Your objective
Report all lines of the records that contain "plank".

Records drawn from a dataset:

━━━━━━━━━━━━━━━━━━━━━━━━━━━━━━

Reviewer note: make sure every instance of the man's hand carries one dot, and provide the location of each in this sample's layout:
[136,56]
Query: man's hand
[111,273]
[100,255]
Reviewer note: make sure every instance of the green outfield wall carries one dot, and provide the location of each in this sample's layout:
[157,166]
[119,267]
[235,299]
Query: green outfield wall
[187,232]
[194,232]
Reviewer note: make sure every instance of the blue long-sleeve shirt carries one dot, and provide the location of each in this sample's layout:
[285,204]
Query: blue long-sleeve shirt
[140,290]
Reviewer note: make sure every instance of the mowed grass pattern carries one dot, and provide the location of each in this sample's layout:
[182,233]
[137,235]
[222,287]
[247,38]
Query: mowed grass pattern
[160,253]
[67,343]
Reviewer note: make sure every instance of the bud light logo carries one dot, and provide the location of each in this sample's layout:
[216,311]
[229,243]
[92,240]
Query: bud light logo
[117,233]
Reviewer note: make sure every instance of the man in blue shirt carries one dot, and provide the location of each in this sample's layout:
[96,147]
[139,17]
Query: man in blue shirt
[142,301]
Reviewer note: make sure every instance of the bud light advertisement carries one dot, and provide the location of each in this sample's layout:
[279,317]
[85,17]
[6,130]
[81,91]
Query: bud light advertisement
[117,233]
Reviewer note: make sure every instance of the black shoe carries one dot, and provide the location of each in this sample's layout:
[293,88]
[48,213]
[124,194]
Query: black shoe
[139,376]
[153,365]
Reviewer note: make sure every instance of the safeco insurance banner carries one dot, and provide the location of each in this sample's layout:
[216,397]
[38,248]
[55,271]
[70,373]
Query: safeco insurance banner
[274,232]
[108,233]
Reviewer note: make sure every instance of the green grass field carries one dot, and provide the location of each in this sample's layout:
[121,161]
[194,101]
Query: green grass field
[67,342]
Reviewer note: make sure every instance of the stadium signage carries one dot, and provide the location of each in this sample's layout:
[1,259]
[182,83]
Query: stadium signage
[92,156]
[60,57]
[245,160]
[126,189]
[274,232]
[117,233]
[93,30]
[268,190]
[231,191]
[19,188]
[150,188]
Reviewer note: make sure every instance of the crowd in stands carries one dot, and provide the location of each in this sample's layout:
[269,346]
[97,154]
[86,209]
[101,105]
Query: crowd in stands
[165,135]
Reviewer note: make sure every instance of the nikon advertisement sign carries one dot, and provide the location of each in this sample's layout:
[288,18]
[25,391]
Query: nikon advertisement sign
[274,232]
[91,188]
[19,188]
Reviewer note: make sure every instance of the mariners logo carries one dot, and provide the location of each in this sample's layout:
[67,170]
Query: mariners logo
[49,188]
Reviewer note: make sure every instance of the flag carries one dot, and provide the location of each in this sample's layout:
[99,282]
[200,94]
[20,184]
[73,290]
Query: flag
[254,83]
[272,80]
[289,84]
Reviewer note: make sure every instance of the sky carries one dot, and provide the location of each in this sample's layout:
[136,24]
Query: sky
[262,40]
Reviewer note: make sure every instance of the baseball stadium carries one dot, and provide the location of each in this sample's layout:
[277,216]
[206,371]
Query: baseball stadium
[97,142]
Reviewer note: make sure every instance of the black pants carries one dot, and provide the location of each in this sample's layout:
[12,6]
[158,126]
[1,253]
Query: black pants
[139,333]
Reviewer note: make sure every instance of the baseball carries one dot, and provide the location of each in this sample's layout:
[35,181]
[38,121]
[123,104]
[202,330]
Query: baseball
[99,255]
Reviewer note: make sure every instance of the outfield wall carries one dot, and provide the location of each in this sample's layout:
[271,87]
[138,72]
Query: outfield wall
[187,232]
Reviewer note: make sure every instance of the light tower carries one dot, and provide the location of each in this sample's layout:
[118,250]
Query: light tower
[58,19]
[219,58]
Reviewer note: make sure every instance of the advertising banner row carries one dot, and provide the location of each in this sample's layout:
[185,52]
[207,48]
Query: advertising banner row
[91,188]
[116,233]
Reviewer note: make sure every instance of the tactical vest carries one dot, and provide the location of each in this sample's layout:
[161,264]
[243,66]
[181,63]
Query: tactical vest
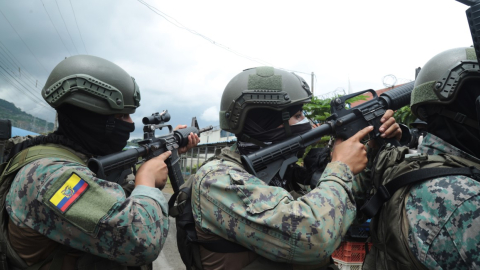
[389,227]
[9,259]
[188,243]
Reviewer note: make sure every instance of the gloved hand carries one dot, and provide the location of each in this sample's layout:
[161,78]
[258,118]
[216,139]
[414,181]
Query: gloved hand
[315,163]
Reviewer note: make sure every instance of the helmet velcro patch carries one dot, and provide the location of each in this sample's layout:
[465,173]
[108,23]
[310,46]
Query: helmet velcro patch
[423,93]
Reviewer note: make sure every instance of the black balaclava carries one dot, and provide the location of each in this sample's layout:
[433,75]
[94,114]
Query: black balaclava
[263,125]
[89,130]
[461,136]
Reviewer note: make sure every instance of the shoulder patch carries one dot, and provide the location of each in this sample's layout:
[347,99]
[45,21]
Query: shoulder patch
[69,193]
[77,198]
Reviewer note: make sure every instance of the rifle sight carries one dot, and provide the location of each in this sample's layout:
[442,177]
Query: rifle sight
[157,118]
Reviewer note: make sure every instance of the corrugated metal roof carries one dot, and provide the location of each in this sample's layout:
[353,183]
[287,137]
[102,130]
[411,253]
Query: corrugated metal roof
[217,142]
[22,132]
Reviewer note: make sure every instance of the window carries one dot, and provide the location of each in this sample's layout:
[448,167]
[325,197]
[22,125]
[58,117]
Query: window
[224,134]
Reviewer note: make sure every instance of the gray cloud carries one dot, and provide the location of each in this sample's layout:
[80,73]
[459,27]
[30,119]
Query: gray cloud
[186,74]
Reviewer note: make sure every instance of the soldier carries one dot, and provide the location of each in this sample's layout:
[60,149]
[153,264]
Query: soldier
[57,213]
[263,106]
[418,132]
[433,220]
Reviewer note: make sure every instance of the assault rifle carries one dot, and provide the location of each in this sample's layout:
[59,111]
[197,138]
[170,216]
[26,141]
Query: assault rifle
[116,167]
[343,122]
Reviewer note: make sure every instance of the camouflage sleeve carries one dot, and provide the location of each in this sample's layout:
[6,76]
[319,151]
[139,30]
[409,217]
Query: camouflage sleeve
[444,231]
[237,206]
[68,204]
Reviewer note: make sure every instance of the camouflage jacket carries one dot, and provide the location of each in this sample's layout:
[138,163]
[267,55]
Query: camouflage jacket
[444,215]
[64,201]
[229,202]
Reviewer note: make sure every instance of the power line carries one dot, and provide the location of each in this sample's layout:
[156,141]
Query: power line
[181,26]
[32,94]
[24,42]
[14,71]
[66,26]
[11,60]
[55,27]
[21,90]
[75,17]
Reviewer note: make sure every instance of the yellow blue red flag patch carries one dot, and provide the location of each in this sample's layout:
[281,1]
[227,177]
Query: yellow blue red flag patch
[71,190]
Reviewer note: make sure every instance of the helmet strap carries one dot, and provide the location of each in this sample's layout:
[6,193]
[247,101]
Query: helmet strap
[477,108]
[286,125]
[110,125]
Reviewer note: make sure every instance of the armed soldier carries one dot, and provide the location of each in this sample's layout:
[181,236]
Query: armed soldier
[432,218]
[243,223]
[57,213]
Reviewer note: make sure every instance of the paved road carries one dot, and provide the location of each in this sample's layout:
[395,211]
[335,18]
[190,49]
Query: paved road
[169,258]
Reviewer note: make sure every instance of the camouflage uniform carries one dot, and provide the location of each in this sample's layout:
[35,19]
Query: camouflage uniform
[444,215]
[102,221]
[229,202]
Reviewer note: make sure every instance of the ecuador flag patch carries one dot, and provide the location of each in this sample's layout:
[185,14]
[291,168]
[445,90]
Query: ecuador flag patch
[67,194]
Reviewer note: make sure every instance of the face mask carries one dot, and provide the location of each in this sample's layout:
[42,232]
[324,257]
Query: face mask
[304,121]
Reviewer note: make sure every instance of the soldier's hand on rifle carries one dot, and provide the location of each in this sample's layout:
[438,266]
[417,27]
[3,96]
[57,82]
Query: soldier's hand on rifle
[193,140]
[389,128]
[352,152]
[154,172]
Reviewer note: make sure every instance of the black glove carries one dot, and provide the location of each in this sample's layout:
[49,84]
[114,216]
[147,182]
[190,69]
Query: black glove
[315,163]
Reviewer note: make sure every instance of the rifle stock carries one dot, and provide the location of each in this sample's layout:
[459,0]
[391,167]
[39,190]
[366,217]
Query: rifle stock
[115,167]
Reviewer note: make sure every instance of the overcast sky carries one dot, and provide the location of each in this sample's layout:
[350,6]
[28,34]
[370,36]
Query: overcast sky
[346,44]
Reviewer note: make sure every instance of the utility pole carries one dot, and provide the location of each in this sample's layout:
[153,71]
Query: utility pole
[313,75]
[55,125]
[33,125]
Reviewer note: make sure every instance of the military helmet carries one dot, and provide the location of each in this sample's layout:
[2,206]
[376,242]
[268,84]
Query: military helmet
[260,87]
[439,81]
[92,83]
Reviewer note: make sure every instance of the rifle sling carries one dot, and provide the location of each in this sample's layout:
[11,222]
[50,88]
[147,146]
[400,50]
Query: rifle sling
[384,193]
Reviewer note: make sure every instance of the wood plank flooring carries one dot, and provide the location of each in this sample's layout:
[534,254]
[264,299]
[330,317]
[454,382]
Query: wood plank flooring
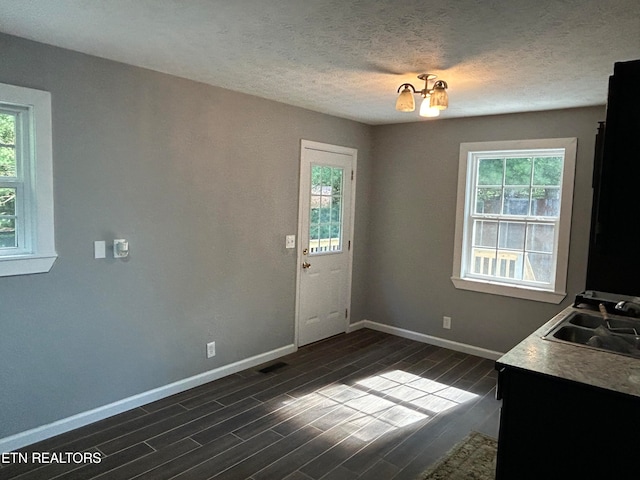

━━━━━━━━━━━━━━━━━━━━━━━━━━━━━━

Answer to this exercise
Reviewer note: make sure every instance of the wood plank flooring carries one dot, and provide the location of each in this sample's layout:
Query: wood plank flooring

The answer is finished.